TEXT PROVIDED:
This is reflected in two important life passages that involve mourning the loss of our childhood as we move towards the ripe harvest of our adulthood in the West. One is the Bar/Bat Mitzvah, which we are familiar with, and the other we have lost connection to in modern Judaism–the Vision Quest and Initiation into adulthood.

The time between the South and West is a time when we are cut loose from the family who raised us and are expected to find our own way. Many people spend their 20s searching for their soul’s vision, sometimes without knowing that is what they are doing. A community that understands this helps the initiate by recognizing the death of their old, childhood self, and supports their re-birth into the next phase of life.

The Bar/Bat Mitzvah initiation and the Vision Quest were both originally earth-based rituals, embraced by the tribe, that involved physical as well as spiritual challenges in the wilderness. Just as our ancestors had to spend 40 years in the wilderness to pass into the promised land, each one of us must leave everyday life, and in the dynamic solitude of nature find our truest voice. This space is sorely missing in our culture, and re-claiming this ancient rite would create a world of people who joyously know and share their personal gifts.

EXTRACTED DATA:

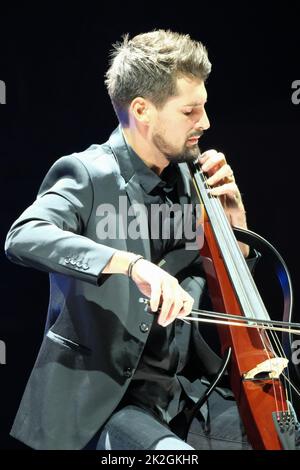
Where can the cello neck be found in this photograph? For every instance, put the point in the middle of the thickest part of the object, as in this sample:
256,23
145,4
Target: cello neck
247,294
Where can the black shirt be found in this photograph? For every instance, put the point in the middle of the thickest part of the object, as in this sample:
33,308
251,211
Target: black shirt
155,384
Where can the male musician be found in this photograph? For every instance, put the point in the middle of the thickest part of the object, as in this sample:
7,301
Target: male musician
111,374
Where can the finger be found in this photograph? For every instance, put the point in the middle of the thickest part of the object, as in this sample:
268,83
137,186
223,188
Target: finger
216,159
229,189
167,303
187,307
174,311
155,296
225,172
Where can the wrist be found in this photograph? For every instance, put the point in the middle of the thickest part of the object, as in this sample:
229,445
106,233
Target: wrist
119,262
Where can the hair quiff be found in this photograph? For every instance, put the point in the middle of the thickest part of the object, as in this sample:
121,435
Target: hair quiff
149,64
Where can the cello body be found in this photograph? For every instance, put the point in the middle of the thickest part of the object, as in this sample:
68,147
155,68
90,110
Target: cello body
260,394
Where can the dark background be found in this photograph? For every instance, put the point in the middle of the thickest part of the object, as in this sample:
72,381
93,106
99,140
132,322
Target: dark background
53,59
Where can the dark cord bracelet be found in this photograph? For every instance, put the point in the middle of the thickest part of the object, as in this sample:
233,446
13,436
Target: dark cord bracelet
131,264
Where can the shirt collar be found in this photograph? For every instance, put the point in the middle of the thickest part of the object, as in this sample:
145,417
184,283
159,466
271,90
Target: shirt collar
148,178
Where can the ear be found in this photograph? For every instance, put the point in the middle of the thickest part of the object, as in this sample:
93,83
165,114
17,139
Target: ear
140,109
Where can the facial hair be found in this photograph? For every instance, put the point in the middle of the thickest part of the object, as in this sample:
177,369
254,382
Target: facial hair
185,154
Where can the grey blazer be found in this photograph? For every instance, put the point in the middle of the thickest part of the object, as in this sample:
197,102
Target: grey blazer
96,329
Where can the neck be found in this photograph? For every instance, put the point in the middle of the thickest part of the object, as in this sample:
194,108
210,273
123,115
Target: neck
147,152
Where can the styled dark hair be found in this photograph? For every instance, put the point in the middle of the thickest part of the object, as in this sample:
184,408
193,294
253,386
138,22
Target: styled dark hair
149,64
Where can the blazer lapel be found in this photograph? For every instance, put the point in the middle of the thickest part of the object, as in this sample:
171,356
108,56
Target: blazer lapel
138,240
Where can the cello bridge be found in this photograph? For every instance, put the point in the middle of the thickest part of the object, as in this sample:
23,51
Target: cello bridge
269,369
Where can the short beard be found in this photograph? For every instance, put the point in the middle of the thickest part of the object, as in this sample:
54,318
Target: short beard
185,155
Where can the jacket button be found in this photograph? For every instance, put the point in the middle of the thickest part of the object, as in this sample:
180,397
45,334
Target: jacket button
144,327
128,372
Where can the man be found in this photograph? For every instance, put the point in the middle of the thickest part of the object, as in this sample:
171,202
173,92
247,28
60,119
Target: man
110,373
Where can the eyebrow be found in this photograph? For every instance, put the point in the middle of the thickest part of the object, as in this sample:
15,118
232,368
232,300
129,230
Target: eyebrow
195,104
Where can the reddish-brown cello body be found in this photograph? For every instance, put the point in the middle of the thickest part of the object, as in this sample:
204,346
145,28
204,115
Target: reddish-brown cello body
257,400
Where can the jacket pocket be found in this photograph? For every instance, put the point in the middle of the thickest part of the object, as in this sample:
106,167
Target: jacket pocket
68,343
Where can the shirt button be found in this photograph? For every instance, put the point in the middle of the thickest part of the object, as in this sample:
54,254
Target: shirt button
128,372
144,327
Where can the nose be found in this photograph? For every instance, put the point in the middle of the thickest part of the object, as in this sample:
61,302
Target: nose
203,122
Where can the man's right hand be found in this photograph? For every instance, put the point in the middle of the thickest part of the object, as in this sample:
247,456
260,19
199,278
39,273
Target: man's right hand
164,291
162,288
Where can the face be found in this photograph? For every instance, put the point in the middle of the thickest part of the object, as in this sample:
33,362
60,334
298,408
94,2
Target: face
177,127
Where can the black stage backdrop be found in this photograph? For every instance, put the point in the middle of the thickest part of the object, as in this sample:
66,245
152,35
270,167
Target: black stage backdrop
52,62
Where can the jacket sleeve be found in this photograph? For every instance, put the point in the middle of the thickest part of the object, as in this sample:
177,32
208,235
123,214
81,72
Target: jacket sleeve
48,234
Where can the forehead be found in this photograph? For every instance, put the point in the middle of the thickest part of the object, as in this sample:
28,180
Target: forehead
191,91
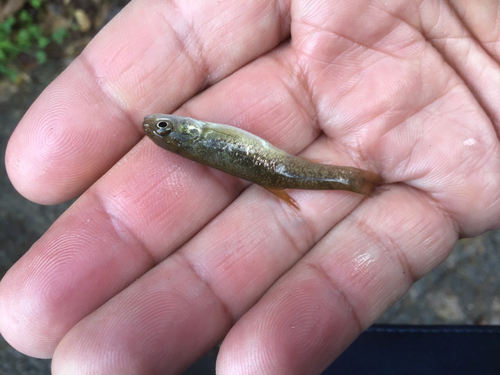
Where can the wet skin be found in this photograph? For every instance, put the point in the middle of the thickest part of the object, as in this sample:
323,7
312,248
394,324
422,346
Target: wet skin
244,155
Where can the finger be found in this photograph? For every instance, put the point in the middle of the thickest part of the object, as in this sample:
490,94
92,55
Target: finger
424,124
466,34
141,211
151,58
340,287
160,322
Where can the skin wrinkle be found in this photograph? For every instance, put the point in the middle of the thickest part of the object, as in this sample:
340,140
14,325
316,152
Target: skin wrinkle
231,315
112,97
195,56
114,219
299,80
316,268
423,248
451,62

EXERCISE GOAL: Please return everything from "This is reflected" down to "Initiation into adulthood." in the passage on coming-of-age rites, copied word for word. The items have nothing to do with the passage on coming-of-age rites.

YOUR RESPONSE:
This is reflected in two important life passages that involve mourning the loss of our childhood as we move towards the ripe harvest of our adulthood in the West. One is the Bar/Bat Mitzvah, which we are familiar with, and the other we have lost connection to in modern Judaism–the Vision Quest and Initiation into adulthood.